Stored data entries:
######
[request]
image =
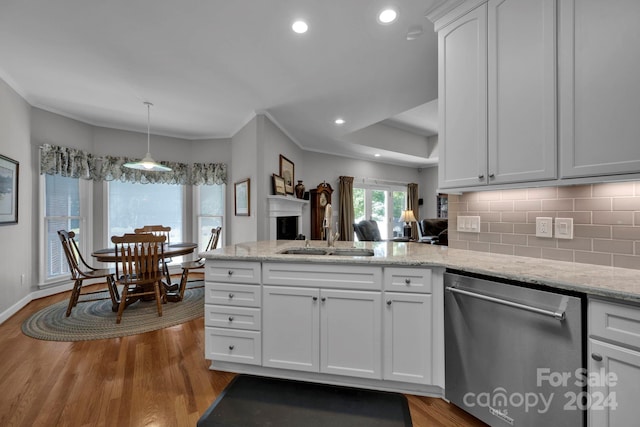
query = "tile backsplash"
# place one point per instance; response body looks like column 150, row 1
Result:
column 606, row 220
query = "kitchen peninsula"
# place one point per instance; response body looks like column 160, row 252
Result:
column 371, row 321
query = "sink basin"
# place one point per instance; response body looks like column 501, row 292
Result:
column 304, row 251
column 328, row 251
column 352, row 252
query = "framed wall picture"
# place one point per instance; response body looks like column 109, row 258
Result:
column 287, row 172
column 242, row 196
column 8, row 190
column 278, row 185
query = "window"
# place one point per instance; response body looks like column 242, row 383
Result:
column 133, row 205
column 65, row 207
column 383, row 204
column 209, row 209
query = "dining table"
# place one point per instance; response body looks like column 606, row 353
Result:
column 171, row 250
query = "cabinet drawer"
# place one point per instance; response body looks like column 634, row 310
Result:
column 232, row 294
column 323, row 276
column 614, row 322
column 407, row 280
column 232, row 271
column 233, row 346
column 224, row 316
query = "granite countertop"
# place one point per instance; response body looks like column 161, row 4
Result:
column 611, row 282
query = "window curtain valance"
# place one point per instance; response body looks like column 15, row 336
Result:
column 68, row 162
column 208, row 173
column 75, row 163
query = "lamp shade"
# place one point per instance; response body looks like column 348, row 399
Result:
column 408, row 216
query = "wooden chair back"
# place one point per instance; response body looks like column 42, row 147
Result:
column 213, row 240
column 140, row 257
column 157, row 230
column 72, row 253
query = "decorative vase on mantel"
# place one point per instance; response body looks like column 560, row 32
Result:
column 300, row 190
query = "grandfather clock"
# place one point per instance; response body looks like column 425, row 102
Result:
column 320, row 197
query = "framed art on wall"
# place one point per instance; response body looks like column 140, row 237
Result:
column 287, row 172
column 278, row 185
column 9, row 169
column 242, row 197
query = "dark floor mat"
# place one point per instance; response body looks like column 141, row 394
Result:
column 250, row 401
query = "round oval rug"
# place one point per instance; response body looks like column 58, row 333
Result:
column 94, row 320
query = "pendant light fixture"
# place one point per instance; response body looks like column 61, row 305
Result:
column 147, row 163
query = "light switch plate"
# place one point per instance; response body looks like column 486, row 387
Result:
column 544, row 226
column 564, row 228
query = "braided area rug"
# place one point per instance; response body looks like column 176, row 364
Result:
column 94, row 320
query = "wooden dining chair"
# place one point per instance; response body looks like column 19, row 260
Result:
column 139, row 268
column 199, row 263
column 159, row 230
column 81, row 271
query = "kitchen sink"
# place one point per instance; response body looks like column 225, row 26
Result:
column 351, row 252
column 304, row 251
column 328, row 251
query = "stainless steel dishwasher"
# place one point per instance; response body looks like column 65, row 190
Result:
column 513, row 354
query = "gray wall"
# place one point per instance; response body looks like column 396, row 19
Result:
column 18, row 254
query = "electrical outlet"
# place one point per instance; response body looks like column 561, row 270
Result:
column 564, row 228
column 469, row 224
column 544, row 226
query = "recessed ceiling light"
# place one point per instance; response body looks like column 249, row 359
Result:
column 387, row 16
column 300, row 27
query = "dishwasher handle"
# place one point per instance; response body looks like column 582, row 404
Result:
column 560, row 315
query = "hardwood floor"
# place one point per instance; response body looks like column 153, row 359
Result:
column 155, row 379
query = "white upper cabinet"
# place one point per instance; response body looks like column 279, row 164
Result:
column 599, row 65
column 462, row 98
column 522, row 90
column 497, row 94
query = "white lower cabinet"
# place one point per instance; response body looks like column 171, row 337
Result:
column 614, row 364
column 407, row 337
column 322, row 330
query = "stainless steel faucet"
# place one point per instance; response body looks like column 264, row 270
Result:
column 326, row 224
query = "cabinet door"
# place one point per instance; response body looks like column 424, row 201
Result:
column 350, row 333
column 462, row 99
column 613, row 404
column 290, row 328
column 599, row 65
column 407, row 337
column 522, row 90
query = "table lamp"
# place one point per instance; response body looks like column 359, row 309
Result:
column 407, row 217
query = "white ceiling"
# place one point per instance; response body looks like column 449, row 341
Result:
column 209, row 66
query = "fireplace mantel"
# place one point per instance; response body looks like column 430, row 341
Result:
column 279, row 206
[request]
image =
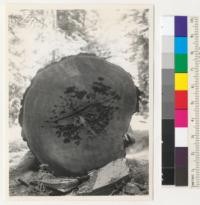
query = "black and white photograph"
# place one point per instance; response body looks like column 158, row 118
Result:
column 80, row 99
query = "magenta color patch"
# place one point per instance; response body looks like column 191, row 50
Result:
column 181, row 118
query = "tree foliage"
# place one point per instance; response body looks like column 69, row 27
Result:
column 39, row 37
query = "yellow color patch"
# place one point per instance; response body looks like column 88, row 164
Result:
column 181, row 81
######
EXERCISE OBJECTIVE: For the data shown above, give the number of lines where the word "sink" appears, and nothing else.

TASK ANSWER: 2